Data extract ▸
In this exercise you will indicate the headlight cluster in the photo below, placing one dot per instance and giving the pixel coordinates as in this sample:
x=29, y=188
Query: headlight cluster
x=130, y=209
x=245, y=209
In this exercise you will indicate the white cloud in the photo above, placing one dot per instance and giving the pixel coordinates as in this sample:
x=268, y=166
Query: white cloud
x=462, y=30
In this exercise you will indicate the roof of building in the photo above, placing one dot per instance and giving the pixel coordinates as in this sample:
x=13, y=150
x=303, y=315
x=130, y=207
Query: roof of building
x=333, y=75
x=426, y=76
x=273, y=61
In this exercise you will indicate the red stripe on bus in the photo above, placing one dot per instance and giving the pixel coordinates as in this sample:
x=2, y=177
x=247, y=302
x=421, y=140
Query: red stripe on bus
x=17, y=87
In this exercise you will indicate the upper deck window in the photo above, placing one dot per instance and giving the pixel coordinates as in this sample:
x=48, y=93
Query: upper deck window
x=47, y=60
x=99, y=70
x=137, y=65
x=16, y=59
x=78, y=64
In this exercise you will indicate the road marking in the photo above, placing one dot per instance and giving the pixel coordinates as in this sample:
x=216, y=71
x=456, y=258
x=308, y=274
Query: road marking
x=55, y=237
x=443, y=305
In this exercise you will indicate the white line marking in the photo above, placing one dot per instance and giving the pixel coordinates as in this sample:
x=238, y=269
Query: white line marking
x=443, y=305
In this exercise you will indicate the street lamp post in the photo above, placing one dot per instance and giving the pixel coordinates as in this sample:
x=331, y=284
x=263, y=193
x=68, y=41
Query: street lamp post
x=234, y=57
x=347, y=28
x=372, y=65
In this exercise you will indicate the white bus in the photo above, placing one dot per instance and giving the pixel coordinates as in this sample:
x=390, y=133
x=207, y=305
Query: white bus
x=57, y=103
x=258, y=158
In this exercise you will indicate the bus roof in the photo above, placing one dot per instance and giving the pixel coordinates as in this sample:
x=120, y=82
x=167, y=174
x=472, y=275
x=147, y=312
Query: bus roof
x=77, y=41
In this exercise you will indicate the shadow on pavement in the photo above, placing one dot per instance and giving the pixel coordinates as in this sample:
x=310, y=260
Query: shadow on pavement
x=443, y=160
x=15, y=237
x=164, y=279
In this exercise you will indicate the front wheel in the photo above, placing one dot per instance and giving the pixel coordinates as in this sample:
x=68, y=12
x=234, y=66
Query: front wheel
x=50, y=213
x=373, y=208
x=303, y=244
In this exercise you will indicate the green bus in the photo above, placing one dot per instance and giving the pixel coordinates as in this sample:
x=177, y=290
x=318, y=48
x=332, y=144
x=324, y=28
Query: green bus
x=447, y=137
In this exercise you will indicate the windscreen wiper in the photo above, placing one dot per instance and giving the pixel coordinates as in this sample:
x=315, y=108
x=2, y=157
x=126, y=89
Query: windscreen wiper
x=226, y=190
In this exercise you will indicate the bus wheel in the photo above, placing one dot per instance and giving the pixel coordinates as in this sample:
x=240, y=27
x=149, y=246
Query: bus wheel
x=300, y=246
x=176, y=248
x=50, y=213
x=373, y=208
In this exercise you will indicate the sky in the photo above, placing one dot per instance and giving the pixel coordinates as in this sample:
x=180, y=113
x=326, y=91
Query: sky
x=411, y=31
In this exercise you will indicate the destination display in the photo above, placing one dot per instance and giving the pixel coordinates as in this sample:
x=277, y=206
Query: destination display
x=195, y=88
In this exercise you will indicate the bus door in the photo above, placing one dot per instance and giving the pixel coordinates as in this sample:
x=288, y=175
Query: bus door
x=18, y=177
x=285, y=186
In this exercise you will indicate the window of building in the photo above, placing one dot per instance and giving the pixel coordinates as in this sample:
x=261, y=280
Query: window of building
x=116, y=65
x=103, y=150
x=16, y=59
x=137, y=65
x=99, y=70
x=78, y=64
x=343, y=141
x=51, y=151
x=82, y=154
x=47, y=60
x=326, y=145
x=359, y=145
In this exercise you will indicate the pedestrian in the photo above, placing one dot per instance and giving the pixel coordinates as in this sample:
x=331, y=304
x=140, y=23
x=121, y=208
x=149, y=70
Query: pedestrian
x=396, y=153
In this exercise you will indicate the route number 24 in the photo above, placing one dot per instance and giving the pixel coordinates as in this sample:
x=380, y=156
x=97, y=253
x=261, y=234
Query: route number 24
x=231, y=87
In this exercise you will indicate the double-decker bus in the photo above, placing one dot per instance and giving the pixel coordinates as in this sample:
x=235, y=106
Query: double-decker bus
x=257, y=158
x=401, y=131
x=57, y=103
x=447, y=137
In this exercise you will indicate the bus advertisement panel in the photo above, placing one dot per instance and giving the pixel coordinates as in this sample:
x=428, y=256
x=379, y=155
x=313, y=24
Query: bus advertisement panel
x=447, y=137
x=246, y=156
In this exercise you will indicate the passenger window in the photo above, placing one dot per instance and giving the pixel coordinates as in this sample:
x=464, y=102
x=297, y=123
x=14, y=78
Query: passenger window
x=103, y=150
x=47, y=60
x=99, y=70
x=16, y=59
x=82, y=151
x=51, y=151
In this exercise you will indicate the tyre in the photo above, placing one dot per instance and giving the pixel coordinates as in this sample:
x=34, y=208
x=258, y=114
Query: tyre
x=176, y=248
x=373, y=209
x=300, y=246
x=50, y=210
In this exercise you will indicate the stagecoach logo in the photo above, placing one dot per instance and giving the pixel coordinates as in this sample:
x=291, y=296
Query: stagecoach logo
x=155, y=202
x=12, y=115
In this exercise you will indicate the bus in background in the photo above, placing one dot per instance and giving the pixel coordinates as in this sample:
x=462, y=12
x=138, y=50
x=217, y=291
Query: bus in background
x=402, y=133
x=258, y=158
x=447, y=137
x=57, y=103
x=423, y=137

Work item ▸ Copy out the entire material verbatim.

Written answer ▸
In this exercise you will indicate the headlight cluster in the photo below, placing one dot per instance and giving the pixel coordinates as in this sample:
x=29, y=188
Query: headlight cluster
x=130, y=209
x=245, y=209
In this exercise you will indicate the white cloud in the photo above, placing one dot per instance and giving the pixel coordinates as in this sample:
x=268, y=166
Query: white cloud
x=462, y=30
In this exercise you will indicate the roof of building in the photo above, placing one dot per instance and giving the pixel coordinates as in this sample:
x=13, y=150
x=303, y=315
x=130, y=207
Query: roof of building
x=333, y=75
x=426, y=76
x=273, y=61
In this exercise you will indicate the red stripe on bus in the photo above, placing one dot per instance and giving the pixel coordinates as in this sample:
x=2, y=177
x=247, y=302
x=421, y=140
Query: red stripe on bus
x=17, y=87
In this exercise you will indicate the upper deck window in the photo above, placing one dot per instance and giving the pixel coordinates as in this sample:
x=48, y=93
Query: upper deck window
x=47, y=60
x=99, y=70
x=137, y=65
x=16, y=59
x=78, y=64
In this exercise you will indicate the road marking in the photo above, placing one dot per instance and giving the pixel coordinates as in this sample:
x=216, y=71
x=456, y=258
x=308, y=274
Query: road marking
x=55, y=237
x=443, y=305
In this exercise you will indicate the white line marking in the photo above, placing one dot per instance and giving the pixel coordinates as in this sample:
x=238, y=269
Query: white line marking
x=443, y=305
In this exercise you will indicate the street lamp post in the photo above, placing one dot per instance and giving the pixel coordinates as in this sample:
x=331, y=284
x=263, y=193
x=68, y=41
Query: street lamp post
x=234, y=57
x=347, y=28
x=372, y=65
In this exercise you will indicate the white bus in the photo above, placing one dot per instance and giving the pixel coordinates as in this sample:
x=390, y=133
x=207, y=305
Query: white bus
x=57, y=103
x=258, y=158
In this exercise you will indicate the bus roof in the photo above, placing one dot per instance and giving the pixel coordinates as in this sample:
x=120, y=82
x=167, y=174
x=472, y=275
x=147, y=312
Query: bus roof
x=77, y=41
In this exercise you will indicate the shadow on pavement in the photo above, placing one dot per instance and giving the pixel coordinates as in this sample:
x=310, y=260
Query: shadow on pavement
x=443, y=160
x=15, y=237
x=164, y=279
In this exercise you will indicate the front wheel in the photo above, placing one dot per instance and giving the pixel coordinates as in this sample:
x=68, y=12
x=234, y=66
Query: front wheel
x=50, y=213
x=373, y=208
x=303, y=244
In this exercise you will indicate the green bus in the photo above, placing one dot per instance and giving the pixel coordinates as in this sample:
x=177, y=290
x=318, y=48
x=332, y=144
x=324, y=28
Query: green bus
x=447, y=137
In this exercise you will indicate the windscreen wiper in the photo above, placing one dot per instance and giving the pixel coordinates as in this sample:
x=315, y=108
x=2, y=157
x=126, y=89
Query: windscreen wiper
x=226, y=190
In this exercise you will indicate the bus wheel in the photo above, placing one dot per instance and giving the pixel coordinates as in this sample:
x=240, y=27
x=149, y=246
Query: bus wheel
x=300, y=246
x=176, y=248
x=50, y=213
x=373, y=208
In this exercise you will indicate the sky in the photo above, placing one dot per instance and giving the pixel coordinates as in this sample:
x=180, y=113
x=326, y=91
Query: sky
x=411, y=31
In this exercise you will indicate the destination display in the photo above, placing one dot per instance and giving the pixel coordinates as in this sample:
x=277, y=206
Query: destination display
x=195, y=88
In this exercise you will indicate the bus door in the photo above, placing one dot per instance and giving the pixel coordinates as in this sample:
x=288, y=175
Query: bus door
x=18, y=177
x=285, y=186
In this exercise you will indicate the window of building in the photo above, placing one dot per instance and giving the pixel coordinates as in this sample:
x=261, y=280
Query: window of building
x=116, y=65
x=103, y=150
x=16, y=59
x=137, y=65
x=99, y=70
x=78, y=64
x=343, y=141
x=51, y=151
x=82, y=154
x=47, y=60
x=326, y=145
x=359, y=145
In this exercise you will indicate the pedestrian in the photo above, placing one dot per instance and giving the pixel coordinates as in this sample:
x=331, y=304
x=140, y=23
x=121, y=208
x=149, y=70
Query: pedestrian
x=396, y=153
In this exercise you will indicate the route number 24 in the photo above, placing one dot per instance and giving the pixel coordinates as in this sample:
x=380, y=156
x=97, y=253
x=261, y=234
Query: route number 24
x=231, y=87
In this exercise you will indicate the double-decker bus in the photo above, placing one dot per instance and giving the pixel coordinates as in this sample:
x=235, y=106
Query: double-decker bus
x=257, y=158
x=401, y=131
x=57, y=103
x=447, y=137
In this exercise you will indicate the bus advertisement panel in the photo above, placing one dot per instance and giving the pixel coordinates as in this sample:
x=428, y=256
x=379, y=155
x=313, y=24
Query: bus advertisement panel
x=447, y=137
x=246, y=156
In this exercise you will indicate the passenger window in the photo above, placing one dot per instance and giving the pixel coordinates as in this sample:
x=464, y=102
x=297, y=123
x=14, y=78
Query: passenger window
x=103, y=150
x=47, y=60
x=99, y=70
x=16, y=59
x=82, y=151
x=51, y=151
In this exercise you will indicate the tyre in the photo above, placing one dot per instance and giving the pixel coordinates as in this sample:
x=34, y=208
x=258, y=114
Query: tyre
x=176, y=248
x=373, y=209
x=300, y=246
x=50, y=210
In this exercise you will indicate the stagecoach logo in the photo above, placing one dot per instance and giving the pixel coordinates as in this sample:
x=291, y=296
Query: stagecoach logo
x=155, y=202
x=12, y=115
In this exercise you will indicate the bus in background in the photo above, placing one dot per instance and giving the pixel coordinates as in this sample:
x=462, y=12
x=138, y=50
x=217, y=291
Query: bus in background
x=402, y=133
x=258, y=158
x=447, y=137
x=57, y=103
x=423, y=137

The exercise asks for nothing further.